**The problem**:
Set down, exactly as they appear, the line containing "If you could place a marker on the tiled" and all subsequent lines through the end of the material below.

[Supplied material — start]

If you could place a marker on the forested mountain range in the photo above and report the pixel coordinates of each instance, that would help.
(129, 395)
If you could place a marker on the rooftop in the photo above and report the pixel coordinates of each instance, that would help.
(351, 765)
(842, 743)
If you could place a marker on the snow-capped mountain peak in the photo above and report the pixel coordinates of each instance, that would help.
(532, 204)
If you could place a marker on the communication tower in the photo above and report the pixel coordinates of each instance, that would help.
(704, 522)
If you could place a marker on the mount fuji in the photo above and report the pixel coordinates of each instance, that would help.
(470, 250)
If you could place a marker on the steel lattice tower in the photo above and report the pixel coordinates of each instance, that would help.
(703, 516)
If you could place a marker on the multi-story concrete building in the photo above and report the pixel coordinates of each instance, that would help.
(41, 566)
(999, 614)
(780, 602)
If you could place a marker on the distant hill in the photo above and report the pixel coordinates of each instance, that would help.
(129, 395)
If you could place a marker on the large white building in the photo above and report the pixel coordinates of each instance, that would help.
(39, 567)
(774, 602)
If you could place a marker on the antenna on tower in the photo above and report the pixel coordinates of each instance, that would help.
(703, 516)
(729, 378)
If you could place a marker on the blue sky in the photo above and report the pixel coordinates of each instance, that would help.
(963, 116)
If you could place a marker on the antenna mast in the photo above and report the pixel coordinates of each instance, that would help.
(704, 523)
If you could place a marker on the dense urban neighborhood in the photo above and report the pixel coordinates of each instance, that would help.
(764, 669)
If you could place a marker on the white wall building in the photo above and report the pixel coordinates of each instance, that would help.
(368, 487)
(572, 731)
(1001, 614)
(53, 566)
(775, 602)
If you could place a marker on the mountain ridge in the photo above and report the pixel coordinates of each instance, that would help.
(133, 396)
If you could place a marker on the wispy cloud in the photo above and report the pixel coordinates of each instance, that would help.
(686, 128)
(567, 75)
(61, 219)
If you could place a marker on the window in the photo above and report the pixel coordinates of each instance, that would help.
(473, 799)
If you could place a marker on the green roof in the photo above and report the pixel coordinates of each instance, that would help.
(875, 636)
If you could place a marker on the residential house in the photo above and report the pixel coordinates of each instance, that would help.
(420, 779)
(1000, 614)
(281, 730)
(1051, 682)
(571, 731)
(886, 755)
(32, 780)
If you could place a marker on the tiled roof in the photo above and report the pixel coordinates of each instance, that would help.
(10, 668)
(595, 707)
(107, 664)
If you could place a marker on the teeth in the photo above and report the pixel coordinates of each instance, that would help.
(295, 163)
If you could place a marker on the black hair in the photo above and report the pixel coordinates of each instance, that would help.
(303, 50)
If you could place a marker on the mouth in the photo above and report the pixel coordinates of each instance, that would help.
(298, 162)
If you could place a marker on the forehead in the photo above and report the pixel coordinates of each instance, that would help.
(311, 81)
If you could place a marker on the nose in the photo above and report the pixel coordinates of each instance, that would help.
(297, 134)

[Supplied material — finish]

**Response area**:
If you could place a marker on the tiled roof in the photo above and report the pixel coordinates of each instance, that would help.
(10, 668)
(595, 707)
(107, 664)
If you could place a marker on the teeth in the photo above and report the pixel coordinates of each instance, that would help.
(295, 163)
If you could place a marker on the black hair in the photo above and report the pixel coordinates of each instance, that would help.
(303, 50)
If you could place a marker on the mouth in the photo above and report the pixel coordinates of each instance, that would help.
(298, 162)
If you could place a marker on the forehead in the photo above and report the pixel coordinates of each instance, that would help.
(311, 81)
If you could place a marker on the nose in the photo above and report the pixel coordinates of each instance, that would help.
(297, 134)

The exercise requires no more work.